Dataset content section start

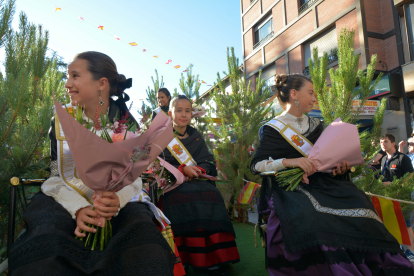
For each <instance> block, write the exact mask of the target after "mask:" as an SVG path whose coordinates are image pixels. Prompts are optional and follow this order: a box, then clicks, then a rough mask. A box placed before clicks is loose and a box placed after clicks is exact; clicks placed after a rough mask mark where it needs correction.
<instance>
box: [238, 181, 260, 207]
mask: <svg viewBox="0 0 414 276" xmlns="http://www.w3.org/2000/svg"><path fill="white" fill-rule="evenodd" d="M260 187H261V185H260V184H259V183H254V182H247V184H246V185H245V186H244V188H243V190H242V191H241V193H240V196H239V203H241V204H249V203H250V202H251V201H252V199H253V196H254V194H255V193H256V190H257V188H260Z"/></svg>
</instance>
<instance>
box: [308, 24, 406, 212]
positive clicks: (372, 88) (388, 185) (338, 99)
mask: <svg viewBox="0 0 414 276" xmlns="http://www.w3.org/2000/svg"><path fill="white" fill-rule="evenodd" d="M354 38H355V32H354V31H349V30H347V29H343V30H341V33H340V36H339V39H338V58H339V63H338V65H339V66H338V68H337V69H336V70H335V69H333V68H331V69H330V70H329V76H330V78H331V82H332V87H331V88H330V89H328V86H327V82H326V76H327V70H326V67H327V63H328V58H327V54H326V53H324V55H323V56H322V57H321V58H318V50H317V49H313V59H312V60H311V59H309V65H310V66H309V68H310V73H311V77H312V80H313V85H314V89H315V92H316V94H317V98H318V102H319V107H320V109H321V112H322V116H323V119H324V122H325V126H328V125H329V124H330V123H331V122H332V121H333V120H335V119H336V118H338V117H341V119H342V121H343V122H347V123H356V121H357V117H358V114H359V113H360V111H361V108H362V107H363V103H364V102H365V101H366V100H367V98H368V95H369V94H370V93H371V91H372V90H373V89H374V87H375V85H376V84H377V83H378V81H379V80H380V79H381V77H382V73H381V74H379V76H378V77H377V79H376V81H375V82H374V83H373V84H371V83H372V79H373V77H374V73H375V66H376V63H377V56H376V55H372V56H371V62H370V64H369V65H368V66H367V70H366V71H363V70H361V69H358V64H359V55H356V54H355V53H354ZM357 84H359V86H360V88H359V89H358V90H356V89H355V86H356V85H357ZM356 99H358V100H360V101H361V102H360V108H359V109H357V110H352V100H356ZM385 103H386V102H385V99H383V100H382V101H381V105H380V107H379V108H378V109H377V111H376V113H375V115H374V117H373V123H374V125H373V127H372V128H371V130H370V131H364V132H362V133H360V141H361V152H363V153H364V159H365V161H366V162H368V161H370V160H371V159H372V158H373V157H374V155H375V154H376V152H377V151H378V147H375V146H373V144H374V145H375V144H378V142H379V136H380V134H381V125H382V122H383V118H384V110H385ZM355 169H356V170H355V172H353V173H352V180H353V182H354V183H355V184H356V185H357V187H358V188H360V189H361V190H363V191H365V192H369V193H372V194H378V195H382V196H387V197H390V198H395V199H401V200H407V201H410V200H411V193H412V191H413V190H414V174H413V176H411V175H410V174H406V175H405V176H404V177H403V178H400V179H398V180H397V179H394V181H392V183H391V184H390V185H388V186H384V184H383V183H382V180H381V178H380V179H376V178H375V177H374V172H373V171H372V169H370V168H369V167H368V166H367V165H361V166H356V167H355ZM401 207H402V209H403V211H404V212H405V214H409V213H410V212H411V211H412V210H413V208H414V205H409V204H401Z"/></svg>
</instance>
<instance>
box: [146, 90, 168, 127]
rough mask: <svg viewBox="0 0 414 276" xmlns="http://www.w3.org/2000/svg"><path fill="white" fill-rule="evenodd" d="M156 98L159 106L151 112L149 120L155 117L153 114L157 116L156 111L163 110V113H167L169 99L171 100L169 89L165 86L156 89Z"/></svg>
mask: <svg viewBox="0 0 414 276" xmlns="http://www.w3.org/2000/svg"><path fill="white" fill-rule="evenodd" d="M157 100H158V105H159V107H158V108H156V109H155V110H154V111H153V112H152V117H151V121H152V120H154V118H155V116H157V114H158V112H161V111H163V112H164V113H165V114H168V109H169V106H170V101H171V94H170V91H168V89H167V88H165V87H163V88H160V89H158V91H157Z"/></svg>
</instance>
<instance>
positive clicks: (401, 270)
mask: <svg viewBox="0 0 414 276" xmlns="http://www.w3.org/2000/svg"><path fill="white" fill-rule="evenodd" d="M399 255H400V254H399ZM400 256H401V255H400ZM366 257H367V254H366V253H365V252H354V251H346V250H343V249H340V248H337V249H336V250H326V251H325V250H322V249H320V248H319V249H318V250H317V251H315V250H312V251H310V252H307V253H304V254H302V255H301V256H300V258H299V259H296V260H291V261H290V260H288V259H286V257H285V256H284V255H279V256H277V257H276V258H271V257H268V258H267V261H268V262H267V263H268V266H269V267H271V268H274V269H277V270H280V269H282V268H292V269H294V270H295V271H297V272H300V271H306V270H307V269H308V268H309V267H312V266H316V265H324V264H325V265H327V266H331V265H341V264H348V265H351V264H353V265H355V266H359V265H364V266H367V267H368V269H369V270H370V271H371V272H375V273H372V275H414V271H413V269H412V268H411V267H408V266H409V263H408V260H407V263H406V264H405V265H406V266H403V265H400V266H398V267H397V266H395V267H392V268H388V267H382V266H380V264H378V263H374V262H372V261H369V260H367V259H366ZM381 257H383V256H381ZM381 259H382V258H381ZM394 273H396V274H394ZM404 273H406V274H404ZM407 273H408V274H407Z"/></svg>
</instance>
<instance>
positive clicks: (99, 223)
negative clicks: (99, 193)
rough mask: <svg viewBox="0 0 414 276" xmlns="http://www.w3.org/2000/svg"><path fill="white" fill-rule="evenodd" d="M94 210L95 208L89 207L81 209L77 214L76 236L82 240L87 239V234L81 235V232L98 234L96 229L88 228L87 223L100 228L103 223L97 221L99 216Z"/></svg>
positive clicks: (90, 227)
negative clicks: (97, 219) (93, 225)
mask: <svg viewBox="0 0 414 276" xmlns="http://www.w3.org/2000/svg"><path fill="white" fill-rule="evenodd" d="M92 209H93V207H92V206H89V207H85V208H82V209H79V210H78V211H77V212H76V229H75V235H76V236H78V237H80V238H83V237H86V234H85V233H81V232H80V230H84V231H86V232H91V233H95V232H96V229H94V228H91V227H89V226H86V223H89V224H93V225H96V226H100V224H101V223H100V222H98V221H97V220H95V218H96V217H97V216H98V213H97V212H96V211H94V210H92Z"/></svg>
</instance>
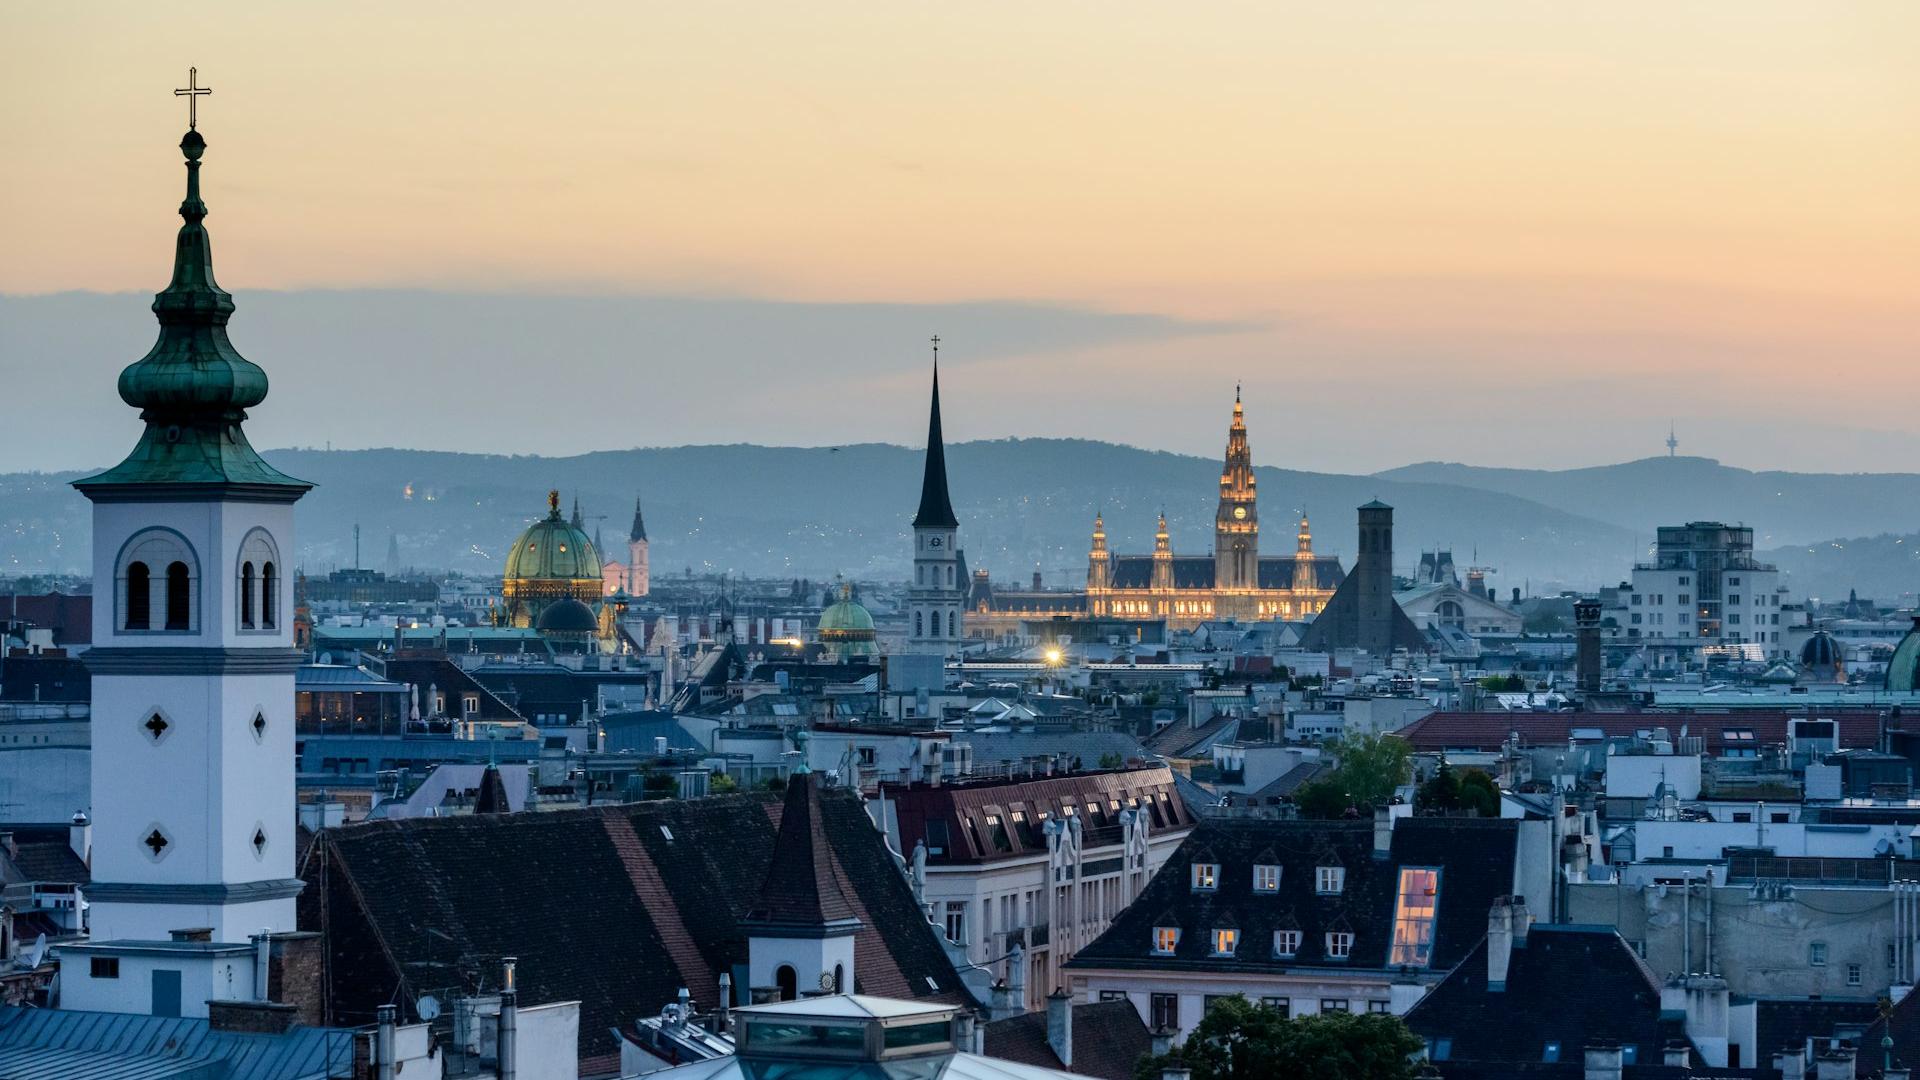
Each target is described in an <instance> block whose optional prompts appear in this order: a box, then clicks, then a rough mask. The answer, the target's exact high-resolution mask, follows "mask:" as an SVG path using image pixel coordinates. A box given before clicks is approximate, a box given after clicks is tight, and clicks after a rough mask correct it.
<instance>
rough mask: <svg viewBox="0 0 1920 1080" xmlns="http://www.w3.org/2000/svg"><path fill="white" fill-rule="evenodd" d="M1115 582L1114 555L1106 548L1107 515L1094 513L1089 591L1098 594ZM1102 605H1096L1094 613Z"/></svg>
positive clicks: (1087, 572)
mask: <svg viewBox="0 0 1920 1080" xmlns="http://www.w3.org/2000/svg"><path fill="white" fill-rule="evenodd" d="M1112 584H1114V555H1112V552H1108V550H1106V517H1104V515H1098V513H1096V515H1092V550H1091V552H1087V592H1089V594H1092V596H1098V594H1100V592H1106V590H1108V588H1110V586H1112ZM1098 613H1100V607H1094V615H1098Z"/></svg>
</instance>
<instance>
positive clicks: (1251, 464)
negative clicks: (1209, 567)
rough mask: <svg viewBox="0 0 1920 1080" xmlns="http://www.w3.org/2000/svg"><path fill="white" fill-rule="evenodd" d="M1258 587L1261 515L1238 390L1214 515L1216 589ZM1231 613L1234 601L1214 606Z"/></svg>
mask: <svg viewBox="0 0 1920 1080" xmlns="http://www.w3.org/2000/svg"><path fill="white" fill-rule="evenodd" d="M1256 584H1260V515H1258V513H1256V509H1254V454H1252V452H1250V450H1248V448H1246V415H1244V413H1242V409H1240V388H1238V386H1235V390H1233V427H1229V429H1227V461H1225V465H1223V467H1221V473H1219V511H1217V513H1215V515H1213V588H1215V592H1248V590H1252V588H1254V586H1256ZM1221 607H1225V611H1223V609H1221ZM1231 609H1233V603H1231V601H1227V603H1225V605H1223V603H1219V601H1217V603H1215V611H1217V613H1221V615H1227V613H1229V611H1231Z"/></svg>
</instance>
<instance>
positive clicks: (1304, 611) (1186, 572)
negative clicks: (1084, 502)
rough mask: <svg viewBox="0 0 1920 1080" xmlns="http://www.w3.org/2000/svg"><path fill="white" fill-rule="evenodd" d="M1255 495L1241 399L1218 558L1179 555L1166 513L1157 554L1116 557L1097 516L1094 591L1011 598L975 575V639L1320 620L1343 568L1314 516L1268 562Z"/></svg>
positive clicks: (1089, 560) (1054, 593) (1091, 582)
mask: <svg viewBox="0 0 1920 1080" xmlns="http://www.w3.org/2000/svg"><path fill="white" fill-rule="evenodd" d="M1254 488H1256V480H1254V457H1252V450H1250V448H1248V442H1246V411H1244V405H1242V404H1240V394H1238V390H1235V396H1233V425H1231V427H1229V429H1227V455H1225V461H1223V465H1221V473H1219V509H1217V511H1215V515H1213V552H1212V553H1208V555H1177V553H1175V552H1173V540H1171V538H1169V534H1167V515H1165V513H1162V515H1160V527H1158V528H1156V532H1154V552H1152V553H1146V555H1121V553H1114V552H1110V550H1108V546H1106V519H1104V515H1096V517H1094V523H1092V548H1091V552H1089V555H1087V588H1085V590H1077V592H1075V590H1046V592H1008V590H998V588H991V586H985V584H983V582H981V580H979V577H981V575H975V590H973V596H972V603H970V607H972V611H970V613H968V630H970V634H995V632H1004V630H1016V628H1018V623H1020V621H1021V619H1044V617H1058V615H1069V617H1092V619H1154V621H1165V623H1167V626H1173V628H1190V626H1196V625H1200V623H1206V621H1210V619H1238V621H1256V619H1311V617H1313V615H1317V613H1319V611H1321V609H1323V607H1325V605H1327V601H1329V600H1331V598H1332V592H1334V590H1336V588H1338V586H1340V578H1342V571H1340V561H1338V559H1336V557H1332V555H1315V553H1313V534H1311V530H1309V527H1308V519H1306V517H1302V519H1300V530H1298V534H1296V536H1294V550H1292V552H1288V553H1284V555H1261V553H1260V505H1258V498H1256V490H1254Z"/></svg>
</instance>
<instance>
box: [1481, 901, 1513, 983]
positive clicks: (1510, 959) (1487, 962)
mask: <svg viewBox="0 0 1920 1080" xmlns="http://www.w3.org/2000/svg"><path fill="white" fill-rule="evenodd" d="M1509 963H1513V907H1511V905H1509V901H1507V897H1503V896H1496V897H1494V907H1492V909H1490V911H1488V913H1486V990H1488V992H1490V994H1500V992H1503V990H1505V988H1507V965H1509Z"/></svg>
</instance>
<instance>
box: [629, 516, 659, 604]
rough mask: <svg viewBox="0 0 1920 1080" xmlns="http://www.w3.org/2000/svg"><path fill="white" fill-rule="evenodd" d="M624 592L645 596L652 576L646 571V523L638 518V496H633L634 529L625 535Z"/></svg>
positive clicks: (645, 595)
mask: <svg viewBox="0 0 1920 1080" xmlns="http://www.w3.org/2000/svg"><path fill="white" fill-rule="evenodd" d="M626 577H628V582H626V592H628V594H630V596H636V598H639V596H647V590H651V588H653V575H651V573H649V571H647V523H645V521H643V519H641V517H639V496H634V528H632V530H630V532H628V534H626Z"/></svg>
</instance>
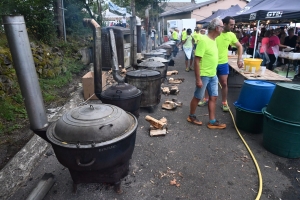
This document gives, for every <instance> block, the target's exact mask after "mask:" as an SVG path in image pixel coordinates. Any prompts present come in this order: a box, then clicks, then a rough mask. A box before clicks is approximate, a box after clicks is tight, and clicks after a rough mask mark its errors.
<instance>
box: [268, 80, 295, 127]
mask: <svg viewBox="0 0 300 200" xmlns="http://www.w3.org/2000/svg"><path fill="white" fill-rule="evenodd" d="M266 111H267V112H268V113H270V114H271V115H272V116H274V117H275V118H277V119H280V120H282V121H286V122H290V123H297V124H300V85H297V84H292V83H277V84H276V87H275V90H274V92H273V95H272V97H271V99H270V102H269V104H268V107H267V109H266Z"/></svg>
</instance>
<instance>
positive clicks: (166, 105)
mask: <svg viewBox="0 0 300 200" xmlns="http://www.w3.org/2000/svg"><path fill="white" fill-rule="evenodd" d="M161 107H162V108H164V109H167V110H173V109H175V108H176V107H177V105H176V103H175V102H173V101H165V103H163V104H162V105H161Z"/></svg>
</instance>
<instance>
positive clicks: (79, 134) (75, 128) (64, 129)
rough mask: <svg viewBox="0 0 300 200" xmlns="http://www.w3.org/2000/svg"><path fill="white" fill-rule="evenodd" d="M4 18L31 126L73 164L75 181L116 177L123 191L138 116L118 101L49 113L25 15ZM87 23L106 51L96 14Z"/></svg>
mask: <svg viewBox="0 0 300 200" xmlns="http://www.w3.org/2000/svg"><path fill="white" fill-rule="evenodd" d="M2 19H3V24H4V28H5V32H6V37H7V40H8V44H9V48H10V51H11V54H12V58H13V62H14V67H15V69H16V74H17V78H18V82H19V85H20V88H21V92H22V96H23V98H24V103H25V107H26V111H27V114H28V118H29V121H30V129H31V130H33V132H34V133H35V134H37V135H39V136H40V137H41V138H43V139H45V140H46V141H47V142H49V143H50V144H51V145H52V147H53V149H54V151H55V154H56V157H57V159H58V161H59V162H60V163H61V164H62V165H64V166H66V167H68V168H69V171H70V173H71V176H72V179H73V181H74V186H75V188H76V186H77V184H78V183H92V182H98V183H113V184H115V190H116V191H120V180H121V179H122V178H123V177H125V176H126V175H127V174H128V168H129V159H130V158H131V155H132V152H133V149H134V144H135V137H136V130H137V119H136V118H135V116H134V115H132V114H130V113H126V112H125V111H124V110H122V109H121V108H118V107H117V106H113V105H107V104H98V105H90V106H88V105H85V106H80V107H76V108H74V109H72V110H70V111H69V112H67V113H66V114H64V115H63V116H62V117H61V118H60V119H59V120H58V121H57V122H54V123H52V124H50V123H49V122H48V119H47V115H46V111H45V106H44V103H43V99H42V93H41V90H40V87H39V82H38V78H37V73H36V69H35V65H34V60H33V56H32V52H31V49H30V44H29V39H28V34H27V30H26V26H25V21H24V17H23V16H3V18H2ZM84 24H86V25H89V26H91V28H92V29H93V31H94V37H95V38H94V40H93V41H94V48H93V49H94V55H101V28H100V26H99V24H97V22H96V21H95V20H93V19H84ZM101 62H102V60H101V56H94V74H95V76H100V77H101V75H102V69H101V67H100V66H101V65H100V63H101ZM101 82H102V81H101V78H99V79H95V84H94V85H95V93H96V94H100V93H101V92H102V84H101Z"/></svg>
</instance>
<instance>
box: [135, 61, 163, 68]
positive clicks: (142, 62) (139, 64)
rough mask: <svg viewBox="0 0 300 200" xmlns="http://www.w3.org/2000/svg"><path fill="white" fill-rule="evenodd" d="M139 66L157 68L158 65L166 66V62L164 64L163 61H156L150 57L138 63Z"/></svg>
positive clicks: (158, 65)
mask: <svg viewBox="0 0 300 200" xmlns="http://www.w3.org/2000/svg"><path fill="white" fill-rule="evenodd" d="M138 66H139V67H151V68H156V67H164V66H165V64H163V63H162V62H158V61H155V60H154V59H148V60H145V61H143V62H141V63H140V64H138Z"/></svg>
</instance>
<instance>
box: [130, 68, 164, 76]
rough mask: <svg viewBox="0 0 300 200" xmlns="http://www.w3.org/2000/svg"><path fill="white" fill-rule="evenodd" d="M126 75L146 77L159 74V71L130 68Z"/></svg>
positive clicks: (144, 69) (159, 73)
mask: <svg viewBox="0 0 300 200" xmlns="http://www.w3.org/2000/svg"><path fill="white" fill-rule="evenodd" d="M126 76H131V77H141V78H147V77H153V76H160V72H159V71H155V70H147V69H141V70H132V71H128V72H127V73H126Z"/></svg>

Dataset content section end

### What you need to do
Gather every line of the stored records that contains the string "approximate", matching its case exactly.

### Answer box
Each target is described in an <instance> block whose optional prompts appear in this order: a box, then clicks, then a rough mask. The answer, the target's exact high-resolution mask, follows "mask:" as an SVG path using image pixel coordinates. A box given before clicks is approximate, a box given after clicks is tight, and clicks after a rough mask correct it.
This document gives, for every <instance> block, the target's exact mask after "mask:" as an SVG path in image pixel coordinates. Any prompts present come in this order: a box, then clicks, then a rough mask. A box before clicks is approximate, a box after clicks is tight, and clicks after a rough mask mark its errors.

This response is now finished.